Reproduce all entries precisely as they are written.

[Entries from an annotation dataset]
▼
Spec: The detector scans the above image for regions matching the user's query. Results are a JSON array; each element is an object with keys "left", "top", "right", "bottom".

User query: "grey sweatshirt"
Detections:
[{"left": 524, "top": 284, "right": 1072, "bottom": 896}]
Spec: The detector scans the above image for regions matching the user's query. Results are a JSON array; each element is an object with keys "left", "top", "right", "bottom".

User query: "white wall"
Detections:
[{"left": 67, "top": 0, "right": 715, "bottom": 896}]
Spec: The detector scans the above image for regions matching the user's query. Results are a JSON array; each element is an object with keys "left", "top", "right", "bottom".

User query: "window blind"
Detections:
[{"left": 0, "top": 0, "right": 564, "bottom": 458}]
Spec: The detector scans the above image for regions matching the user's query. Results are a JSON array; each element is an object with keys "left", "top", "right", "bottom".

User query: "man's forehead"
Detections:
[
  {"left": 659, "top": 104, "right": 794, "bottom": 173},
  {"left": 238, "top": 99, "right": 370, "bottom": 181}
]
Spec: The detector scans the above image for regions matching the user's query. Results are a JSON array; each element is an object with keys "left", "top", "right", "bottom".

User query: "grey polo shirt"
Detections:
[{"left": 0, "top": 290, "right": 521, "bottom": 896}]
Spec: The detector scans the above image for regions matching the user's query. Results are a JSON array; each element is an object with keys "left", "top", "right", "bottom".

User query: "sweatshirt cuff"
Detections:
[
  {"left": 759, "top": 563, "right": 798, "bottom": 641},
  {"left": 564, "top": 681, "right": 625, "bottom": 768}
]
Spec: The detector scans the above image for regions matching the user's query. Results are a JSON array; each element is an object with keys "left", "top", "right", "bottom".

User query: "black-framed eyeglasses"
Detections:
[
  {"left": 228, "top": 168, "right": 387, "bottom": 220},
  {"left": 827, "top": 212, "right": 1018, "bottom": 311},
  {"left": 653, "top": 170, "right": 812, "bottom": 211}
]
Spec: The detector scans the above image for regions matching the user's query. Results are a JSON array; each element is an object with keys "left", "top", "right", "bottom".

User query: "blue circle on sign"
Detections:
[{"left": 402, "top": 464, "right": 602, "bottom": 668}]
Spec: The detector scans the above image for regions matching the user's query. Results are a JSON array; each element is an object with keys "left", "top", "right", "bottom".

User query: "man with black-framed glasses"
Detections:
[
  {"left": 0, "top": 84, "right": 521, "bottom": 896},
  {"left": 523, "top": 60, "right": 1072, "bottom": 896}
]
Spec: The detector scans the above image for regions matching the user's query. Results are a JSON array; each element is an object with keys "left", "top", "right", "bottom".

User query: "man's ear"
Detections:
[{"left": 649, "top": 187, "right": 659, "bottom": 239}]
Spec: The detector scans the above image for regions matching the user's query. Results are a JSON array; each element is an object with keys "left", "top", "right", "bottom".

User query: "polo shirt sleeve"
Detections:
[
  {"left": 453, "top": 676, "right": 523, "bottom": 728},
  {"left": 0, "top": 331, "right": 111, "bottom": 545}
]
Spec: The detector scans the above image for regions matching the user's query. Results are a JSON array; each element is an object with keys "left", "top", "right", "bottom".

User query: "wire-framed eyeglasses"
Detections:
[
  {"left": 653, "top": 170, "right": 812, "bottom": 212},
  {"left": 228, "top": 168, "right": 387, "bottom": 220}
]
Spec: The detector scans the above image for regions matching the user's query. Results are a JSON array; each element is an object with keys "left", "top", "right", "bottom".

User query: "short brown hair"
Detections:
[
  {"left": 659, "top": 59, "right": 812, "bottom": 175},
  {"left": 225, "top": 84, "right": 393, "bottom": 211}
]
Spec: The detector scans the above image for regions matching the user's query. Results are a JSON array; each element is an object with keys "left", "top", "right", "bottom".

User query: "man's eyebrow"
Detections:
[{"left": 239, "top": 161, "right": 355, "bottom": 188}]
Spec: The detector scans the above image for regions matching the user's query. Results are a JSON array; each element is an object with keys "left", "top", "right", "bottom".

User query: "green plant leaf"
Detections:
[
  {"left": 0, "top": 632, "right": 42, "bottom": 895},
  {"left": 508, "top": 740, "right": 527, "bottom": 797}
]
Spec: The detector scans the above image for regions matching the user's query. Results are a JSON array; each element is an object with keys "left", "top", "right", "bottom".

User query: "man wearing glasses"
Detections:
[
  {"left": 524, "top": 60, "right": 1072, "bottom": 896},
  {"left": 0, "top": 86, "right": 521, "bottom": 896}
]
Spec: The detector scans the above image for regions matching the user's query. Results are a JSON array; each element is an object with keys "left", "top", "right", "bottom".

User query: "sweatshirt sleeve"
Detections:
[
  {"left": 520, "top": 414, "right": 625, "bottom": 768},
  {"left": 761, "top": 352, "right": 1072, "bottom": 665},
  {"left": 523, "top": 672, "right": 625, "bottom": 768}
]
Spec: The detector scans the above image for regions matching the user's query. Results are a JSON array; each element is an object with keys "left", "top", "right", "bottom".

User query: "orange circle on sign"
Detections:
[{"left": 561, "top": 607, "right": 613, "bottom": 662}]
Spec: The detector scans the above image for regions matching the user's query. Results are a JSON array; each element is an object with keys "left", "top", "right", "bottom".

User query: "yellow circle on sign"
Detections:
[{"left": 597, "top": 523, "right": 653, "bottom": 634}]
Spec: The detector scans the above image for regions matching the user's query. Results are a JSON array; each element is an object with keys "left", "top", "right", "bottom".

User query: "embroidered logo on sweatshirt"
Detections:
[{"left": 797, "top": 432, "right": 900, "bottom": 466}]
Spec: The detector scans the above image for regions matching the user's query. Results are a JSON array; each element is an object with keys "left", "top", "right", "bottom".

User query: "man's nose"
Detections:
▲
WRITTEN ANSWER —
Spec: The detector scans the above image for regions matching the user's query. Results are a JSON array; each element is an object with keys "left", "top", "right", "bottom".

User query: "grey sweatshirt"
Detections:
[{"left": 524, "top": 284, "right": 1072, "bottom": 896}]
Spec: The detector scans the above image for regions matching the user's query. Results are a JSON array; each element is an object with keys "left", "top", "right", "bottom".

User query: "white wall"
Detections:
[{"left": 67, "top": 0, "right": 715, "bottom": 896}]
Spec: The detector scans the above image for regions matching the user's query. Results are a JSON array; each element is an object with keys "left", "top", "right", "bottom".

User query: "window blind"
Detections:
[{"left": 0, "top": 0, "right": 564, "bottom": 458}]
Spec: The detector scans the above image for regions matching the user's query. Results are a JSON array; each element is an object with keys "left", "top", "right", "bottom".

User query: "man's forehead"
Detections:
[
  {"left": 659, "top": 104, "right": 794, "bottom": 173},
  {"left": 238, "top": 99, "right": 370, "bottom": 181}
]
Spec: The detector scans the above image for regions matching the user's query. Results are a JSON array; each element is an object with keys "left", "top", "right", "bottom".

User query: "grey polo shirt"
Detections:
[{"left": 0, "top": 290, "right": 521, "bottom": 896}]
Spec: The detector scans the above image for regions matching the user's query. Results are a JSON array; each element is an object with keys "left", "top", "right", "bottom".

User query: "sweatshirt cuff"
Detections:
[
  {"left": 759, "top": 563, "right": 798, "bottom": 641},
  {"left": 564, "top": 681, "right": 625, "bottom": 768}
]
Spec: The detector scans the above image for regions matching the user's query. Results are a JSON array; each element is an object with keys "left", "top", "right", "bottom".

User query: "black-framed eyeglasses"
Detections:
[
  {"left": 228, "top": 168, "right": 387, "bottom": 220},
  {"left": 827, "top": 212, "right": 1018, "bottom": 311},
  {"left": 653, "top": 170, "right": 812, "bottom": 211}
]
Spec: The detector scans the above image for regions matching the user's query. Results are a JSON array; each element is an object with keys "left", "top", "right", "bottom".

User query: "blue circle on sign"
Detections:
[{"left": 402, "top": 464, "right": 602, "bottom": 668}]
Spec: The detector scans the above image for regions matching the user's query. Results are a JSON array; each element is an object with keys "left", "top", "right", "bottom".

User query: "man with black-framed glasses"
Detections:
[
  {"left": 0, "top": 84, "right": 521, "bottom": 896},
  {"left": 523, "top": 60, "right": 1072, "bottom": 896}
]
Spec: The detector scans the above image for regions matching the user's query. Results are a JSON array; each element is an object with keys "left", "top", "right", "bottom".

User query: "man's ear"
Detections:
[{"left": 649, "top": 187, "right": 659, "bottom": 239}]
Spec: The detector scans the above image for regions matching the user's query. Results are a JSON array; each element is an object with keys "left", "top", "right", "bottom".

User query: "polo shirt sleeve"
Detections:
[
  {"left": 453, "top": 676, "right": 523, "bottom": 728},
  {"left": 0, "top": 331, "right": 111, "bottom": 545}
]
Spec: The detector scans the above image for regions matching the user's query. Results are a JSON array; each element is an object with keys "left", "top", "right", "bottom".

User query: "wire-framed eyeglasses"
Detections:
[
  {"left": 653, "top": 170, "right": 812, "bottom": 212},
  {"left": 228, "top": 168, "right": 387, "bottom": 220}
]
Spec: The detector scans the above image for regions matching the user's query. Results are a JSON array; each element is an object with keys "left", "top", "right", "bottom".

User query: "short brown hair"
Detections:
[
  {"left": 659, "top": 59, "right": 812, "bottom": 175},
  {"left": 225, "top": 84, "right": 393, "bottom": 211}
]
Spec: The detector scans the above image for regions matching the user's query. Results are a JSON array; each element is an object with keys "left", "top", "right", "bottom".

User query: "man's eyebrow"
Detections:
[{"left": 239, "top": 161, "right": 355, "bottom": 188}]
Spec: The detector scans the above image for regions matching the user's query. Results are a JSON array; each element is an object with keys "left", "top", "right", "bottom".

User query: "green plant leaf"
Detections:
[
  {"left": 0, "top": 632, "right": 42, "bottom": 895},
  {"left": 508, "top": 740, "right": 527, "bottom": 797}
]
Spec: The detector scans the above image for regions matching the user's query. Results are a JSON array; each element is an object with keys "left", "top", "right", "bottom".

User query: "man wearing glasses"
Detections:
[
  {"left": 524, "top": 60, "right": 1072, "bottom": 896},
  {"left": 0, "top": 86, "right": 521, "bottom": 896}
]
Spec: The detector scans the above image for regions matching the user's query. Results are a JSON array; each element is an object with keys "left", "top", "right", "bottom".

User query: "sweatshirt sleeve"
Detections:
[
  {"left": 520, "top": 414, "right": 625, "bottom": 768},
  {"left": 761, "top": 352, "right": 1072, "bottom": 665},
  {"left": 523, "top": 672, "right": 625, "bottom": 768}
]
Spec: The detector scans the above image for regions matching the user's query. Results are a JSON array; each element is an object with keys "left", "top", "right", "bottom".

User query: "orange circle on sign"
Detections:
[{"left": 561, "top": 607, "right": 613, "bottom": 662}]
Spec: The detector scans the above image for regions matching the user's query. Results are a JSON array; each element is an object with keys "left", "top", "right", "bottom".

User query: "yellow circle on sign"
Detections:
[{"left": 597, "top": 523, "right": 653, "bottom": 634}]
Spec: The detector scans the above image for regions matching the user's query. Results are a JSON array; each element is an object with keys "left", "top", "right", "bottom".

User query: "embroidered logo on sweatshirt"
Detections:
[{"left": 797, "top": 432, "right": 900, "bottom": 466}]
Spec: The detector scans the above image for regions matching the user's query. Results are a JSON array; each element is an object with keys "left", "top", "right", "bottom".

User query: "man's nose"
Detections:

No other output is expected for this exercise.